LESETEXT:
Vor allem aber lernen sie sich selbst kennen. Madame Lilla hält ihnen einen Spiegel vor, als sie sagt: »Das Reisen stimmt die Menschen friedlich. Deshalb machen Menschen wie wir uns auf die Reise. Sie aber – so gut kenne ich Sie inzwischen – halten Ihre eigenen Entscheidungen für eine Widrigkeit des Schicksals, für eine Laune der Natur. Weil Sie sich nicht eingestehen, dass Sie diesen Weg selbst gewählt haben, schreiten Sie nicht wie Helden einher, sondern wie Opferlämmer. Sie verstehen es nicht, meine Damen, Ihre Tränen hinunterzuschlucken und Ihren Schmerz in Zorn zu verwandeln. Das müssen wir ändern. Wir müssen Sie kurieren. Vertrauen Sie mir. Sie haben kein Zuhause als sich selbst und können nirgendwo hingehen als auf diese Reise. Nach unserer Rückkehr wird alles anders sein.«

Und so begeben sich vier Frauen, die unterschiedlicher nicht sein können, auf die Reise ihres Lebens. Eine Reise voller Überraschungen, voller Dramatik, voller intensiver Erlebnisse. Die ganz anders endet, als sie alle vier es sich vorstellen können.

[Gespeicherte Einträge aus einer Sammlung]
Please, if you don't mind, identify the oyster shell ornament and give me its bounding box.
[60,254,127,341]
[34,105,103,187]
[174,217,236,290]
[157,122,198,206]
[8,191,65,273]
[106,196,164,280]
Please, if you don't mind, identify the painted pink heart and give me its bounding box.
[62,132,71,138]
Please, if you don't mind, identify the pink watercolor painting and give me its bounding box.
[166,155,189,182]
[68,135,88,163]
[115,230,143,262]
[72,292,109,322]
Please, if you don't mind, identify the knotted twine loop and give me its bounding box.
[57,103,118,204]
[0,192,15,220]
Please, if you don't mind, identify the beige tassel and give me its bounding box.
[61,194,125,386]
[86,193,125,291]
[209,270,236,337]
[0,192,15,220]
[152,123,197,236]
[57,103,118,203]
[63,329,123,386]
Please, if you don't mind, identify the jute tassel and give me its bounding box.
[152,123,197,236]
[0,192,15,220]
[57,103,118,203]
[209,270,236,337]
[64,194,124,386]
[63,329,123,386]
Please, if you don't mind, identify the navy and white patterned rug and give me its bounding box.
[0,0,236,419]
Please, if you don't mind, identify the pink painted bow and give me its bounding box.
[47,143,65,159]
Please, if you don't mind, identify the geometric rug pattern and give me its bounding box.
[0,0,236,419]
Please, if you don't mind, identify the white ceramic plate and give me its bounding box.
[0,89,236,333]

SCHRIFTLICHER AUFTRAG 1:
Was stimmt laut Madame Lilla im Text über die Reise der vier Frauen die Menschen friedlich?
SCHRIFTLICHER AUFTRAG 2:
Führen Sie bitte den Text über die Reise der vier Frauen nach seinem letzten Satz weiter.

ÜBUNGSERGEBNIS 1:
Das Reisen.

ÜBUNGSERGEBNIS 2:
Auch während ich das hier schreibe, habe ich wieder den alten, roten Mercedes vor Augen, der damals eine Weile neben unserem Zug hergefahren ist, bevor er auf der staubigen Piste im dämmrigen Nirgendwo verschwand. Das Symbol des Unterwegsseins schlechthin, so wie dieses Buch die Sehnsucht nach ebendiesem Unterwegssein schürt. Ein wunderbarer Roman, modern orientalisch mit einer Coolness in blumiger Sprache. Das den Leser mitnimmt in eine arabische Welt, die wir so noch nicht kennen. Und die wir hoffentlich eines Tages besser kennenlernen werden. Dieses Buch kann der erste Schritt auf dieser Reise sein.

Ece Temelkuran: Was nützt mir die Revolution, wenn ich nicht tanzen kann?

Buchinformationen
Ece Temelkuran, Was nützt mir die Revolution, wenn ich nicht tanzen kann?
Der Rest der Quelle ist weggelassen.